- _Your objective_
Using the data below, output a verbatim copy of the lines between the one holding "Locate the flame" and the one holding "Locate the van", inclusive, without any pictures.

== == ==

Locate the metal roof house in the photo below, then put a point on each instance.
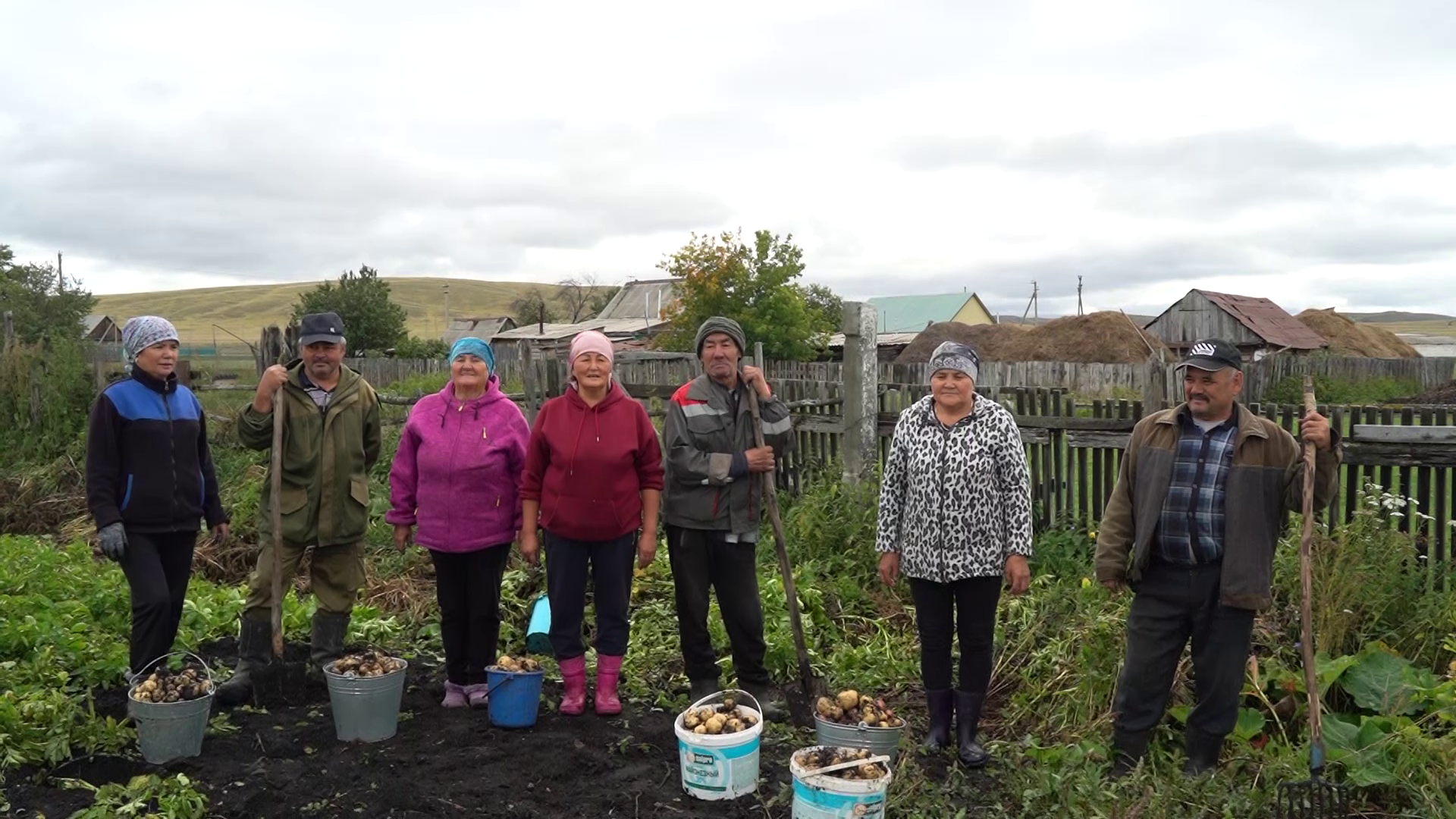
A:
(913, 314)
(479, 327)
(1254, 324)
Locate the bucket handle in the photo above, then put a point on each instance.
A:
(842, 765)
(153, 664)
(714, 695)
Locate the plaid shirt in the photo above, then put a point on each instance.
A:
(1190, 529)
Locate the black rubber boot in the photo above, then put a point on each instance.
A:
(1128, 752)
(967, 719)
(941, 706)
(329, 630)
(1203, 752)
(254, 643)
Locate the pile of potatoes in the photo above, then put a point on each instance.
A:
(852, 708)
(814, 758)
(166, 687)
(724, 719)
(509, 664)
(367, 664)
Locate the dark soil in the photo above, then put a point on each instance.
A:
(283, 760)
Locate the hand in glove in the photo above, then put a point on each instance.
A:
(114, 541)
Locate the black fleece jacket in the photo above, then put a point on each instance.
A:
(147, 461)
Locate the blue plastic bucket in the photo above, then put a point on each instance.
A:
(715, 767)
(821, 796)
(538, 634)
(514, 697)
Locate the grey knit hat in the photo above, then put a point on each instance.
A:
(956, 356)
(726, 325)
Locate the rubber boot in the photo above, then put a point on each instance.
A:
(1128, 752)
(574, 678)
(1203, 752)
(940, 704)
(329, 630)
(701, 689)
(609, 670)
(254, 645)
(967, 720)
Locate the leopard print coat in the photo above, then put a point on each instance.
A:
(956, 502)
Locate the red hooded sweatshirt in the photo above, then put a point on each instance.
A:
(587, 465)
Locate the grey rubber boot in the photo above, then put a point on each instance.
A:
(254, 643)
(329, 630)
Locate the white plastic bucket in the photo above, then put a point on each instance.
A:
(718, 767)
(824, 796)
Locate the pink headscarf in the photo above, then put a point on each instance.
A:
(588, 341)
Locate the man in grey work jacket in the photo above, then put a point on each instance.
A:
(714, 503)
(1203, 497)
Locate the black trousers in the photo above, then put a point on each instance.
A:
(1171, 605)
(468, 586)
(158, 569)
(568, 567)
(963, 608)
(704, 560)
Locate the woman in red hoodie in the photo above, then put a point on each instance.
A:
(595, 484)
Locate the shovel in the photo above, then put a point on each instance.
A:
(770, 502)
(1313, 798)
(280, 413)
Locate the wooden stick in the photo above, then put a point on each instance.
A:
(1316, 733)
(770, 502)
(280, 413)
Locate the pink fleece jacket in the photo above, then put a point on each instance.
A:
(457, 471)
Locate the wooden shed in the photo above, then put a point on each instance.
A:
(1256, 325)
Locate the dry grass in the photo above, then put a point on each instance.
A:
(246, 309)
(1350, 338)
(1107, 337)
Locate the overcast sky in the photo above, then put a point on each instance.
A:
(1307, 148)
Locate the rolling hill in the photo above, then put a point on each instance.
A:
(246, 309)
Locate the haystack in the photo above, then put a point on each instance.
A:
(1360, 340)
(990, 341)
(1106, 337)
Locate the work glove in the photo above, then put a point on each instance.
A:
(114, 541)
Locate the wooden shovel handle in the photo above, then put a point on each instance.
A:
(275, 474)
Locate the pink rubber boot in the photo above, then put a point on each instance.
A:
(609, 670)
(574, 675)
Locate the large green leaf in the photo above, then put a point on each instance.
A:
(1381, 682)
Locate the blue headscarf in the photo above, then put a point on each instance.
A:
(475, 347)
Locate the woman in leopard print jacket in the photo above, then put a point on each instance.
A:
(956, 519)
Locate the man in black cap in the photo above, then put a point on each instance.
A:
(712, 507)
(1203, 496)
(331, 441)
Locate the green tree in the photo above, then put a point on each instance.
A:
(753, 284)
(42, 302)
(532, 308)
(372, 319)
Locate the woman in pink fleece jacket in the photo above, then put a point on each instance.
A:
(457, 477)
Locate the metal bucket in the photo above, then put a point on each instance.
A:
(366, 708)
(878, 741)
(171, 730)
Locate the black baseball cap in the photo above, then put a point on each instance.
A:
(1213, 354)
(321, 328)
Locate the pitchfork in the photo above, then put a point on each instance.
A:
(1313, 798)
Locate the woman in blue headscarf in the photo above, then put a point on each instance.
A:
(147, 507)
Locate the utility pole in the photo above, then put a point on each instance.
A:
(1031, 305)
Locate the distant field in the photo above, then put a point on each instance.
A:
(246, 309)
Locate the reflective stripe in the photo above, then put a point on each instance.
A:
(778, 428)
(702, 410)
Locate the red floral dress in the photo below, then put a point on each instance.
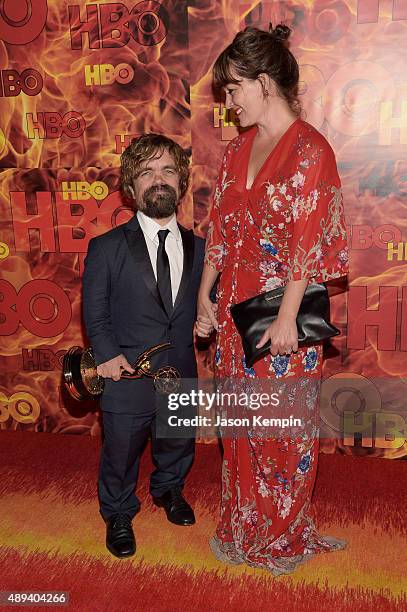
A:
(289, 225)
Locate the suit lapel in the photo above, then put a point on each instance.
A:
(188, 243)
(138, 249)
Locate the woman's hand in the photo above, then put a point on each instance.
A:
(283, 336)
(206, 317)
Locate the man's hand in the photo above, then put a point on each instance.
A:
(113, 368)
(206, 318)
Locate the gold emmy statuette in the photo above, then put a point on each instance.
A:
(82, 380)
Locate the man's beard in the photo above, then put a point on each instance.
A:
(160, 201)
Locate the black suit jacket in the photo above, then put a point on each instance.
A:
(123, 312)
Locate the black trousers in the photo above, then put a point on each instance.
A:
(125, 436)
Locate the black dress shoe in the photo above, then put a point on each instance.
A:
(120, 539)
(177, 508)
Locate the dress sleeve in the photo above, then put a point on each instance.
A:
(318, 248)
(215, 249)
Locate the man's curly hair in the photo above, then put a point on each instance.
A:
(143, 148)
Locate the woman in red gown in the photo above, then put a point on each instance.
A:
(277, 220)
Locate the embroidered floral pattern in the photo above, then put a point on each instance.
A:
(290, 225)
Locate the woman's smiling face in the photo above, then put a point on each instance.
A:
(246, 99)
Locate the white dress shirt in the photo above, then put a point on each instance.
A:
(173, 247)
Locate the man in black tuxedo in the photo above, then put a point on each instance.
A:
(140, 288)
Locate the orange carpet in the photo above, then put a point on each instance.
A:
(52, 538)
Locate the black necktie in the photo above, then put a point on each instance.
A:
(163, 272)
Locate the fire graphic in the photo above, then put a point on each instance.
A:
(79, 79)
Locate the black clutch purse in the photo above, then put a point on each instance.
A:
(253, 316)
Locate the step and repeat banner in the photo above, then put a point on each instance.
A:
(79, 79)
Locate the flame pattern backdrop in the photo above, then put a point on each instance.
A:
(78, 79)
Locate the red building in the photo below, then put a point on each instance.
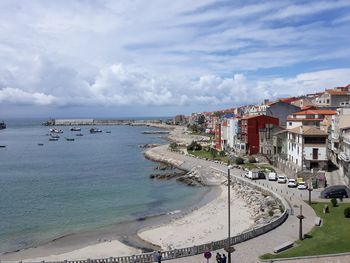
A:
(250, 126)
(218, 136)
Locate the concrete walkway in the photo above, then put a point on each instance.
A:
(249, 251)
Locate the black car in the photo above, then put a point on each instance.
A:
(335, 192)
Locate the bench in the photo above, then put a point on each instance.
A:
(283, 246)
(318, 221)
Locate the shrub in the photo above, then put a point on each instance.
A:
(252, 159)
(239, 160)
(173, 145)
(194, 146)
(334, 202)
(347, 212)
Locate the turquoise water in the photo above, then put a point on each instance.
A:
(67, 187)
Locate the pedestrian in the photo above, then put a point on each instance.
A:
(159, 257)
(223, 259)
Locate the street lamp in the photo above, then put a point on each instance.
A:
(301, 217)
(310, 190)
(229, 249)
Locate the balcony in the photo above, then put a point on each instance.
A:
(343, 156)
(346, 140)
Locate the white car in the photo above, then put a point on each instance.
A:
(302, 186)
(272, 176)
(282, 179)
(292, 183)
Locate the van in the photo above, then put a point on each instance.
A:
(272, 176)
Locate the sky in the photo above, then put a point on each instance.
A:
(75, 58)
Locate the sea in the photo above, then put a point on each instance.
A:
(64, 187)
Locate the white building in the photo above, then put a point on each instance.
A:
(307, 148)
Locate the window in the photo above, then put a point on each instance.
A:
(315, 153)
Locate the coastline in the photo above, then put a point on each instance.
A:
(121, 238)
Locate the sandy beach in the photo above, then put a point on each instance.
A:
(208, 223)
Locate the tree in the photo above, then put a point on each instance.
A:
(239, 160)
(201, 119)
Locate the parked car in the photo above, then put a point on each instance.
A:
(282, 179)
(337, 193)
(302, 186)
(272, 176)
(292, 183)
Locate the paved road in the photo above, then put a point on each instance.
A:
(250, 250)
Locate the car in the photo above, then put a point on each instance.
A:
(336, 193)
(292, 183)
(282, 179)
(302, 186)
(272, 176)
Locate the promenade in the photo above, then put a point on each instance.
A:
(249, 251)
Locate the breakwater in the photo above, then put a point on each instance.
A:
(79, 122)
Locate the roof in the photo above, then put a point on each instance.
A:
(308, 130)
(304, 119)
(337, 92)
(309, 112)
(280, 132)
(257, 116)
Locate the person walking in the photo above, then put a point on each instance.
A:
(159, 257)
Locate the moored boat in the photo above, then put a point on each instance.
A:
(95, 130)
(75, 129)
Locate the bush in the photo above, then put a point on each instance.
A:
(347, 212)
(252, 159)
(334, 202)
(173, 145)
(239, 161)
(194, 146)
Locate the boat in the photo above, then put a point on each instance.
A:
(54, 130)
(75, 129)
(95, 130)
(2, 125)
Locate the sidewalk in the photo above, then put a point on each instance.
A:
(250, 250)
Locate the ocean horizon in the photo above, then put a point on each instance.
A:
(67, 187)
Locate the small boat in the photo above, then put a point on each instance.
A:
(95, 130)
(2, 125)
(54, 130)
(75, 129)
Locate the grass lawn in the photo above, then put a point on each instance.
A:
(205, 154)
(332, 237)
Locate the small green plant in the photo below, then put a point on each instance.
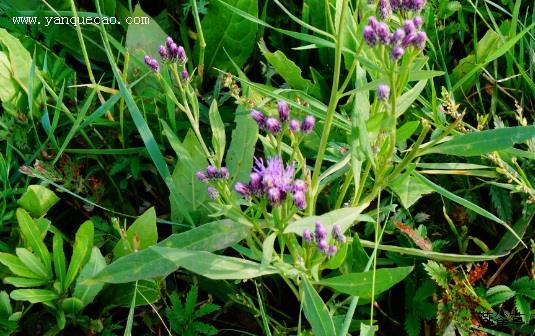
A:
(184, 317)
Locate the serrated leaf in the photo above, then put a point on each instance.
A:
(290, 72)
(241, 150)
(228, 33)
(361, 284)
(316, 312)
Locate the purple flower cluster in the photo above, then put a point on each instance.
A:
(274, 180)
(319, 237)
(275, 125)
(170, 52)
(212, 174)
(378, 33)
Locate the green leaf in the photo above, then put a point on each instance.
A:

== == ==

- _Task output_
Locate the flame pattern backdrop in the photo above, then put a point on each instance.
A:
(78, 79)
Locate the red building in the photo below, then put a point on each instance.
A:
(250, 126)
(218, 136)
Locate the concrete walkway in the photo above, then put a point on each instance.
A:
(249, 251)
Locate the black car in the photo above, then put a point on each instance.
A:
(335, 192)
Locate the bench in the photo above, then put a point on each instance.
A:
(283, 246)
(318, 221)
Locate the shrub in the photo above, then put a point on each instance.
A:
(252, 159)
(239, 160)
(173, 145)
(194, 146)
(334, 202)
(347, 212)
Locate the turquoise water in the photo above, then put a point on each instance.
A:
(67, 187)
Locate the pedestrian in the photo above, then put a point on each instance.
A:
(159, 257)
(223, 259)
Locate the street lamp in the photo above, then put a point on each instance.
A:
(301, 217)
(310, 190)
(229, 249)
Locate the balcony in the photo above, then put a point on each instance.
A:
(343, 156)
(346, 140)
Locate the white car in the photo above, then put a point on each instance.
A:
(302, 186)
(272, 176)
(282, 179)
(292, 183)
Locate the van in the photo above, then put a point on each instance.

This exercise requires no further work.